**Requirement**
Copy all of the records below, reproducing each line character for character without any change.

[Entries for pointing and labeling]
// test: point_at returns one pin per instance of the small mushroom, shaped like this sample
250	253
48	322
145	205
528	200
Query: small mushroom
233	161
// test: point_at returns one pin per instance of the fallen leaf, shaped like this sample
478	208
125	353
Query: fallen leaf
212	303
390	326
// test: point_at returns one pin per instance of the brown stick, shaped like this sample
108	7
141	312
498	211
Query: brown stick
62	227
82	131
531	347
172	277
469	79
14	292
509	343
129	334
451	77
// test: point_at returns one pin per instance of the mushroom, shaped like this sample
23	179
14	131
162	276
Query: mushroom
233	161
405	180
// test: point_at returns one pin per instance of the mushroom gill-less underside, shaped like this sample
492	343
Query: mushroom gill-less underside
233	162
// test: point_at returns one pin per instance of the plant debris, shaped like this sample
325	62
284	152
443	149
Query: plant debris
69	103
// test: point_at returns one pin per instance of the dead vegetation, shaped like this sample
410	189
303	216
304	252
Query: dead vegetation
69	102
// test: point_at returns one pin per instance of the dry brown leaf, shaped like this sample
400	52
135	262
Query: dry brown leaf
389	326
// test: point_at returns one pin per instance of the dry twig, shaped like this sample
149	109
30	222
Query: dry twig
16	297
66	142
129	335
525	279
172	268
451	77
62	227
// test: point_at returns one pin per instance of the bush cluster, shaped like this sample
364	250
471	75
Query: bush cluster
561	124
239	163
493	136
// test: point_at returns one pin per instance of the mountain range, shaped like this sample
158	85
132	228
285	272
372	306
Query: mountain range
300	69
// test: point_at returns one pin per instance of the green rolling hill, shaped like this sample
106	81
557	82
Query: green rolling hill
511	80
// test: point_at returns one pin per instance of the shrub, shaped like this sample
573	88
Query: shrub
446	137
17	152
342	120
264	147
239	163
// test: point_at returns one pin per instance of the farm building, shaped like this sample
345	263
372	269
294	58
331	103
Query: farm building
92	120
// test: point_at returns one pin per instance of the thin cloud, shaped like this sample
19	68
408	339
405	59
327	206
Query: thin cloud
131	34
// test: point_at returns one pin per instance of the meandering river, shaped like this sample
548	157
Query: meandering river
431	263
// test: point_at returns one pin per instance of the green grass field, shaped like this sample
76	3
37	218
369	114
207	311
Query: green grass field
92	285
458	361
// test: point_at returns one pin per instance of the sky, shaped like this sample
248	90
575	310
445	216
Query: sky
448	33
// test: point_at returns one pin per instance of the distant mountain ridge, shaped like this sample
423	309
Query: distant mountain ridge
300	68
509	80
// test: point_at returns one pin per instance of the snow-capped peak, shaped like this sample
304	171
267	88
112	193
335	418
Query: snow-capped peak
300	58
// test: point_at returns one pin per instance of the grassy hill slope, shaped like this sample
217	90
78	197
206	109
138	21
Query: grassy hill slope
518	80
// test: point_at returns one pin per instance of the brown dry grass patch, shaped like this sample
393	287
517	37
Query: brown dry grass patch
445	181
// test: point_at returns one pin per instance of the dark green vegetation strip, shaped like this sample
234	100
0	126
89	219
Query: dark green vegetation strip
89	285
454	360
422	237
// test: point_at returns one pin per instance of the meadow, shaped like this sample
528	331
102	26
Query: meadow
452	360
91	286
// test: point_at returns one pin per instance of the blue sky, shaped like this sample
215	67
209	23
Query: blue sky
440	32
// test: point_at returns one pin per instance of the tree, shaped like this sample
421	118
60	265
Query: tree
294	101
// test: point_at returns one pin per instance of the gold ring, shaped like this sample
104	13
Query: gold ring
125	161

**The solution**
// test: point_at returns one pin per instance of the small mushroom, shaped like this sample
250	253
48	322
145	205
528	200
Query: small mushroom
233	161
// test: point_at returns one pin per instance of the fallen leaf, shaped like this sample
478	208
125	353
Query: fallen leaf
212	303
390	326
// test: point_at returns one pin per instance of the brown stick, shaped like this sample
108	7
141	312
498	211
Query: brown stick
62	227
82	131
531	347
172	277
469	79
14	292
509	343
129	334
451	77
// test: point_at returns one pin per instance of the mushroom, shaped like this sample
23	179
14	131
162	276
Query: mushroom
233	161
405	180
// test: point_at returns one pin per instance of the mushroom gill-less underside, shaped like this sample
492	343
Query: mushroom gill-less underside
233	162
// test: point_at returns one pin per instance of the plant debris, shaped like this sample
325	62
284	152
443	149
Query: plant debris
69	103
// test: point_at returns one pin per instance of the dead vegetation, shaped like this sample
410	189
303	216
304	252
Query: dead vegetation
69	102
// test: point_at returns one pin per instance of the dry brown leaf, shaped like this sample
400	52
135	262
Query: dry brown leaf
389	326
// test: point_at returns one pin per instance of the dry twig, shaped like this sample
149	109
30	222
Query: dry twig
16	297
66	142
129	335
525	279
172	268
451	77
62	227
// test: point_at returns one pin per instance of the bush cluster, shaped like this sample
364	250
471	75
Query: bush cluster
561	124
239	163
493	136
// test: point_at returns one pin per instance of the mountain range, shaped like this sample
158	85
132	228
285	272
372	306
Query: mountain range
300	69
// test: point_at returns one pin per instance of the green rolling hill, shaped like this sample
106	81
557	82
Query: green rolling hill
511	80
// test: point_at returns one pin per instance of the shrub, shaped like this sample
573	88
Query: shrub
446	137
17	152
342	120
264	147
239	163
// test: point_at returns one pin per instance of the farm building, shaped like this sample
345	263
372	269
294	58
331	103
Query: farm building
92	120
// test: point_at returns one pin per instance of the thin cloud, shaped like this sample
19	68
408	339
405	59
327	206
Query: thin cloud
131	34
// test: point_at returns one pin per instance of the meandering river, shaped like this sample
548	157
Query: meandering river
431	263
// test: point_at returns one pin per instance of the green grass field, shaped like this sample
76	3
37	218
369	114
207	311
Query: green grass field
92	285
458	361
// test: point_at returns one pin per instance of the sky, shaped like this sample
248	90
575	310
445	216
Query: sky
448	33
// test: point_at returns one pin per instance of the distant mountain ridge, shaped like this sample
423	309
Query: distant mountain ridge
300	68
509	80
// test: point_at returns one pin per instance of the snow-capped peak, shaped like this sample
304	171
267	88
112	193
335	418
Query: snow-capped peak
300	58
// test: point_at returns one pin per instance of the grassy hill slope, shaped like this sample
217	90
78	197
206	109
138	21
Query: grassy hill slope
518	80
// test: point_at returns one pin per instance of the brown dry grass patch, shaped like this sample
393	287
517	37
Query: brown dry grass patch
445	181
// test: point_at returns one pin per instance of the dark green vegetation strip, shaped like this sample
234	100
0	126
89	219
Query: dark green vegetation strip
89	285
454	360
422	237
// test: point_at returns one pin per instance of the meadow, shaped like this sample
528	331
102	26
Query: meadow
452	360
91	286
// test: point_at returns one pin per instance of the blue sky, shaped like this sample
215	67
209	23
Query: blue sky
440	32
// test: point_at returns one pin per instance of the tree, shaped like this sample
421	118
60	265
Query: tree
294	101
// test: point_at returns one pin per instance of the gold ring, shaped like this sample
104	13
Query: gold ring
125	161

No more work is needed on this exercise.